_SUPPLIED RECORDS_:
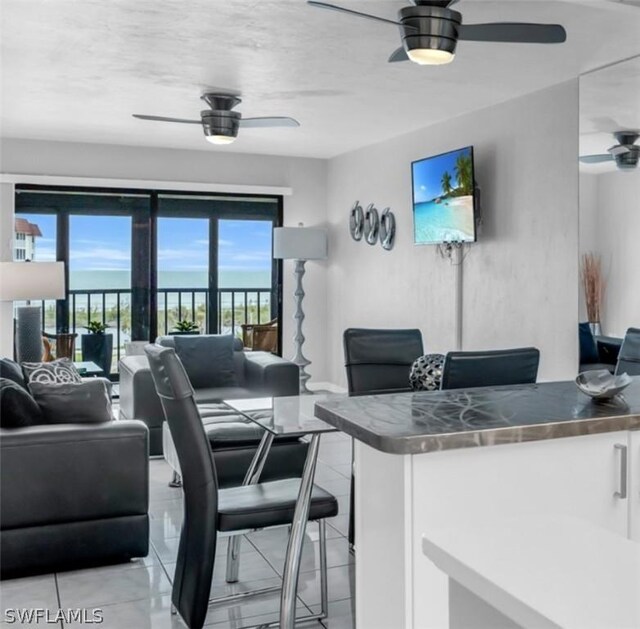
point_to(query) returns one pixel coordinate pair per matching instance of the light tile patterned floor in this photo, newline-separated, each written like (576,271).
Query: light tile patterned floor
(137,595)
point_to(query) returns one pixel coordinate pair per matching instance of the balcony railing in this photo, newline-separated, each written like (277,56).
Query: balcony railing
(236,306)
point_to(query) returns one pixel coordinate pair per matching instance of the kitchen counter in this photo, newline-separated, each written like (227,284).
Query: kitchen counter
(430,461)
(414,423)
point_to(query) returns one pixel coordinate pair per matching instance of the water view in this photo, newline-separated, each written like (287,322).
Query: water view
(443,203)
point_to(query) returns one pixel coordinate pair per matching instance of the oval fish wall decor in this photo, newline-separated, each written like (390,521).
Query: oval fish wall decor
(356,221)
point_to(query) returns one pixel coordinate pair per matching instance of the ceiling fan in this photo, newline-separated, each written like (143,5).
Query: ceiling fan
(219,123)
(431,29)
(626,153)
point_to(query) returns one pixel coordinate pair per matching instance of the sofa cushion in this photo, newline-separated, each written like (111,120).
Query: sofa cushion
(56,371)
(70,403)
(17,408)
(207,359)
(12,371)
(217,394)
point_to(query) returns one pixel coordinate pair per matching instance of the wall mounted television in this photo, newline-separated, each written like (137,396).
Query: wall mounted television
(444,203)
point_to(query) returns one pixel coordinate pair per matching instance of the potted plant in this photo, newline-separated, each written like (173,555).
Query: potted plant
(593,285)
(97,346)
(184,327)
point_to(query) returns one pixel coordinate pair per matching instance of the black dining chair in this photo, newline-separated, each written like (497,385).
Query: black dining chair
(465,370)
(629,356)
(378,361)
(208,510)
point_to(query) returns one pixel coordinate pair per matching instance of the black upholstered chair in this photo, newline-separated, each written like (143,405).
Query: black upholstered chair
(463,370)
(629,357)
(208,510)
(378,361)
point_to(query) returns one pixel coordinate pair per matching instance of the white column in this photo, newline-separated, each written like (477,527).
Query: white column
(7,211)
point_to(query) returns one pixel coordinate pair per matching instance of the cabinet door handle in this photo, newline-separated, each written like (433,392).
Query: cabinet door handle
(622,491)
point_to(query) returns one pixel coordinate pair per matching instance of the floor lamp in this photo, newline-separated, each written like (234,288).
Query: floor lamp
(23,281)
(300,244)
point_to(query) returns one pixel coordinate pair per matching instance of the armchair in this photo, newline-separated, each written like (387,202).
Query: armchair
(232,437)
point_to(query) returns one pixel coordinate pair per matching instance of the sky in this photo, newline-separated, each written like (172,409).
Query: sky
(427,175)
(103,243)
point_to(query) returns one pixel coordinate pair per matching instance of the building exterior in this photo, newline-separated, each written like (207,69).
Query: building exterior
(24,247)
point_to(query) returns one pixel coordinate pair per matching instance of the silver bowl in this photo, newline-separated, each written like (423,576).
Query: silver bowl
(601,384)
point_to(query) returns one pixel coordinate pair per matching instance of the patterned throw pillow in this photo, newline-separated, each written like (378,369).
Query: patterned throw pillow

_WHAT IS EXPECTED_: Say how many lines in the entries above contain the string "throw", offering no other words.

_OUTPUT_: 2